### WORK INSTRUCTION
Copy each line from the records below in which the word "Sample" is found.

[Dataset entries]

——————————

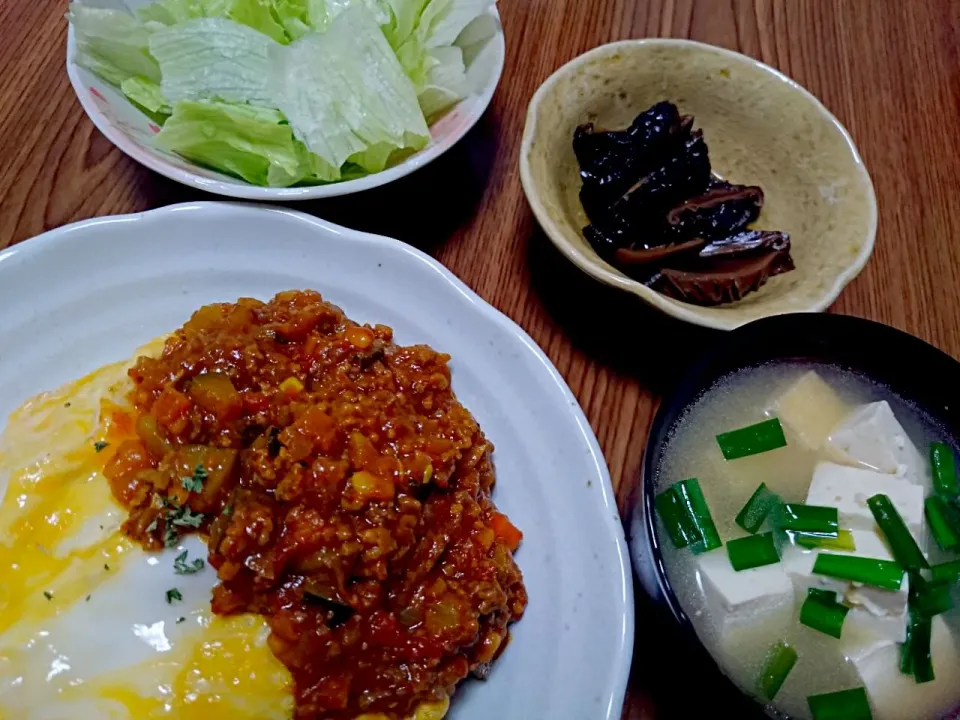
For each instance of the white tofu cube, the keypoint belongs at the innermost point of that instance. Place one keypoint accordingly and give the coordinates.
(871, 437)
(895, 696)
(810, 409)
(848, 489)
(887, 607)
(889, 628)
(739, 597)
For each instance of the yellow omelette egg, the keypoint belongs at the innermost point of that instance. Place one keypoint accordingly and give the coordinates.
(91, 625)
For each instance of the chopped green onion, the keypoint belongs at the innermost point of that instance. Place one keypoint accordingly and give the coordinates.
(763, 500)
(915, 652)
(843, 541)
(885, 574)
(904, 547)
(843, 705)
(807, 518)
(944, 469)
(822, 612)
(948, 571)
(692, 496)
(687, 517)
(780, 662)
(753, 551)
(929, 598)
(680, 526)
(751, 440)
(944, 521)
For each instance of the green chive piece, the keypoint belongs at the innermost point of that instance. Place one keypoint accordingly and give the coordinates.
(780, 661)
(944, 521)
(929, 598)
(679, 525)
(822, 612)
(807, 518)
(692, 497)
(763, 500)
(904, 547)
(687, 517)
(843, 705)
(752, 551)
(915, 652)
(843, 541)
(946, 572)
(751, 440)
(885, 574)
(944, 467)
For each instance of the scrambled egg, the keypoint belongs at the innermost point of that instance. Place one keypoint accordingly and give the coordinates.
(92, 626)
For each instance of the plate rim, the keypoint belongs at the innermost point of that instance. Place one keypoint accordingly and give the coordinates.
(47, 242)
(246, 191)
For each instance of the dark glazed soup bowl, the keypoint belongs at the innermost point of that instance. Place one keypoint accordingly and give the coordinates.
(685, 675)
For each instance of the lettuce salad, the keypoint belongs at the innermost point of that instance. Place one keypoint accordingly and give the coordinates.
(284, 92)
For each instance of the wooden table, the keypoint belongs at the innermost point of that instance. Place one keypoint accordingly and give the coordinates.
(890, 70)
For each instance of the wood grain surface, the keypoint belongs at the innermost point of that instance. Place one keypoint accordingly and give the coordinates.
(889, 70)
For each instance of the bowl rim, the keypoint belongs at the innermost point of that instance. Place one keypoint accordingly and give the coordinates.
(246, 191)
(599, 270)
(842, 335)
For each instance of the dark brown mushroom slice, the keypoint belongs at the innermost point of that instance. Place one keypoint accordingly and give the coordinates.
(657, 255)
(612, 161)
(725, 280)
(751, 241)
(607, 240)
(685, 174)
(721, 211)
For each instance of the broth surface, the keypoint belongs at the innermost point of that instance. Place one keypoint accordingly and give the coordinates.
(736, 401)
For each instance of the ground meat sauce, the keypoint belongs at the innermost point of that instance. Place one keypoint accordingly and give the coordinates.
(345, 493)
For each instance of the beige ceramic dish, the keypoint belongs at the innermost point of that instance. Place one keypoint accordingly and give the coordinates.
(761, 128)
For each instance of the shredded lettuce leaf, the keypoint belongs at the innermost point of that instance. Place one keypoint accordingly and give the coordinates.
(214, 58)
(146, 94)
(112, 44)
(253, 143)
(260, 15)
(345, 93)
(280, 92)
(423, 34)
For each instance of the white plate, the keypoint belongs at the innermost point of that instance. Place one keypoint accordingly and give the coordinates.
(132, 131)
(87, 294)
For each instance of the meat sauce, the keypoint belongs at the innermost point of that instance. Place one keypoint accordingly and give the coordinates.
(344, 492)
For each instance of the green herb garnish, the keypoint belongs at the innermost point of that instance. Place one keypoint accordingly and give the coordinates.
(751, 440)
(182, 567)
(780, 661)
(195, 483)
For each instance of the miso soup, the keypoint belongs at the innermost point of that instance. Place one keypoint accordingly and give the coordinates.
(832, 583)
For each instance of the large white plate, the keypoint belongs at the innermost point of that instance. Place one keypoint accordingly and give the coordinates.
(87, 294)
(132, 131)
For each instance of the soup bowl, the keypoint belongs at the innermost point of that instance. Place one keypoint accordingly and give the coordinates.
(917, 372)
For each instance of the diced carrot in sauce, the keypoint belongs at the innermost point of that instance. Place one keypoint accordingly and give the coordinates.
(216, 394)
(171, 409)
(372, 487)
(506, 531)
(314, 429)
(356, 519)
(359, 337)
(130, 459)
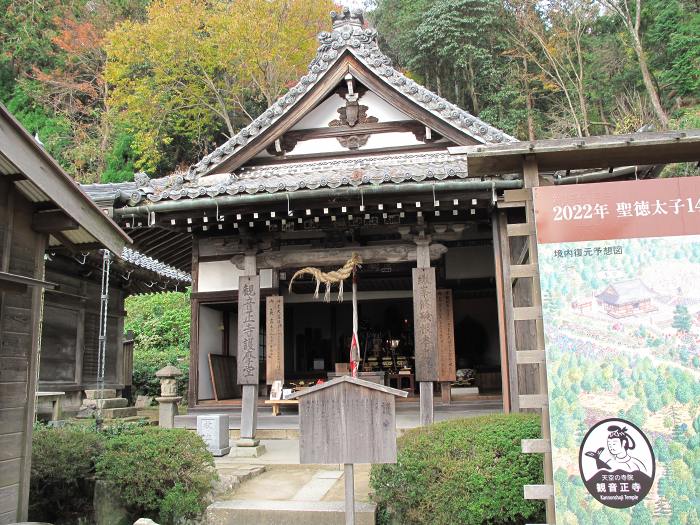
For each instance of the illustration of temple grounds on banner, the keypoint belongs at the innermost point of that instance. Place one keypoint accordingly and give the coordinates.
(620, 277)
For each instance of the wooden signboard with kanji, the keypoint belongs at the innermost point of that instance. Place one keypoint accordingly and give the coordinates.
(248, 329)
(425, 324)
(447, 371)
(274, 339)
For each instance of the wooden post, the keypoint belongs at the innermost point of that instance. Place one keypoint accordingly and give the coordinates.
(274, 339)
(498, 265)
(426, 403)
(349, 494)
(531, 180)
(425, 328)
(446, 344)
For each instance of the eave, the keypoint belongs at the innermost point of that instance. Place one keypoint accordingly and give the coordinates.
(42, 172)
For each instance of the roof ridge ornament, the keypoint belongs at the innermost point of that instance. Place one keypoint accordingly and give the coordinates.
(354, 17)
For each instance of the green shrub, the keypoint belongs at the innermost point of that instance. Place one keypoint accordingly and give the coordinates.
(63, 473)
(469, 471)
(161, 326)
(148, 361)
(164, 474)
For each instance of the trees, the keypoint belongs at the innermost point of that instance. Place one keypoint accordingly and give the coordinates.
(553, 40)
(193, 70)
(632, 20)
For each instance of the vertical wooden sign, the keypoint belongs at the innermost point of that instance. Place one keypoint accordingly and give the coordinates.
(446, 337)
(425, 324)
(248, 329)
(274, 339)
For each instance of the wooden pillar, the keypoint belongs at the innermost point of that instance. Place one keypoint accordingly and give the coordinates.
(425, 329)
(248, 350)
(349, 494)
(274, 339)
(500, 301)
(446, 344)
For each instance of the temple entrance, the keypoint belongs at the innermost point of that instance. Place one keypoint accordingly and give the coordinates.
(316, 334)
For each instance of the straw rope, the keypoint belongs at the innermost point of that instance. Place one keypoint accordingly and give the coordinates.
(330, 278)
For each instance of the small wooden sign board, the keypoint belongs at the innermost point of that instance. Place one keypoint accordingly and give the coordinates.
(348, 420)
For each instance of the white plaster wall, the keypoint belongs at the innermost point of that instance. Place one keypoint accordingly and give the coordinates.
(322, 114)
(469, 262)
(209, 343)
(381, 109)
(327, 110)
(217, 275)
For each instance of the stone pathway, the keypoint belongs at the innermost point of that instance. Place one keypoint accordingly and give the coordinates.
(291, 495)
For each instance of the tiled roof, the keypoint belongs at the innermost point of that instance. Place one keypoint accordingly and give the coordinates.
(144, 261)
(332, 173)
(348, 34)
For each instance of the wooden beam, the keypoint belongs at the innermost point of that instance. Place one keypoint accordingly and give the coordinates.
(26, 281)
(53, 221)
(402, 102)
(398, 126)
(66, 242)
(369, 254)
(523, 270)
(600, 152)
(530, 357)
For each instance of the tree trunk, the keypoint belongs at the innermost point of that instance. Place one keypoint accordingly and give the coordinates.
(472, 89)
(528, 104)
(649, 82)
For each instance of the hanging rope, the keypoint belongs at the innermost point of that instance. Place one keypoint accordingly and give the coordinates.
(104, 305)
(330, 278)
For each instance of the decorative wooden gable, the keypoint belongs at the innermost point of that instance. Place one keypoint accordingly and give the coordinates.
(351, 100)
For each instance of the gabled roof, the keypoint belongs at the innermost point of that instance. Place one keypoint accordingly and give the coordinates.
(41, 180)
(355, 381)
(348, 37)
(331, 173)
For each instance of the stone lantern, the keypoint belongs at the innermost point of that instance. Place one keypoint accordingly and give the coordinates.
(168, 399)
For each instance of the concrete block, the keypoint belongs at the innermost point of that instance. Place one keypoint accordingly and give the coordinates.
(118, 413)
(248, 452)
(213, 428)
(167, 410)
(105, 393)
(271, 512)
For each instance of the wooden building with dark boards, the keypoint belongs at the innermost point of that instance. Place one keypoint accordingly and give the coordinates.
(38, 202)
(359, 159)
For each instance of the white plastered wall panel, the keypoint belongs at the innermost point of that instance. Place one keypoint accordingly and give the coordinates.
(210, 338)
(216, 276)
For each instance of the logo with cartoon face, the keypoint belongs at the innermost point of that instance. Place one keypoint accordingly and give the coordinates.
(617, 463)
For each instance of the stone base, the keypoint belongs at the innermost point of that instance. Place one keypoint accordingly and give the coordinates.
(118, 413)
(247, 442)
(218, 452)
(105, 393)
(248, 452)
(465, 390)
(112, 402)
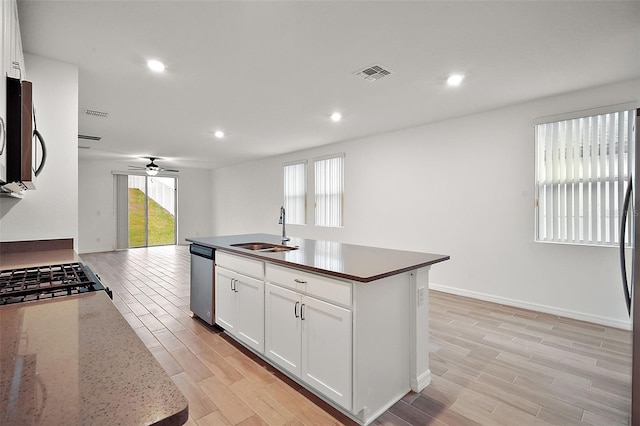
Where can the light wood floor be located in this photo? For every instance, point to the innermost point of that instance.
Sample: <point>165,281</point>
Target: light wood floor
<point>491,364</point>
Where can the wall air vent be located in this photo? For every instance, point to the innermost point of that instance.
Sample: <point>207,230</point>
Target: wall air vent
<point>94,113</point>
<point>373,73</point>
<point>89,138</point>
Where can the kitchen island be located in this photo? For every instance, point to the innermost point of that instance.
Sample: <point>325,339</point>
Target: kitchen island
<point>76,361</point>
<point>348,322</point>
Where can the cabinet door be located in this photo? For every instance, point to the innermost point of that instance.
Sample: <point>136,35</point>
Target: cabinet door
<point>326,349</point>
<point>250,319</point>
<point>283,328</point>
<point>226,304</point>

——————————

### OUTPUT OF THE TASK
Sample: <point>165,281</point>
Sample: <point>207,230</point>
Sample: <point>325,339</point>
Sample: <point>136,35</point>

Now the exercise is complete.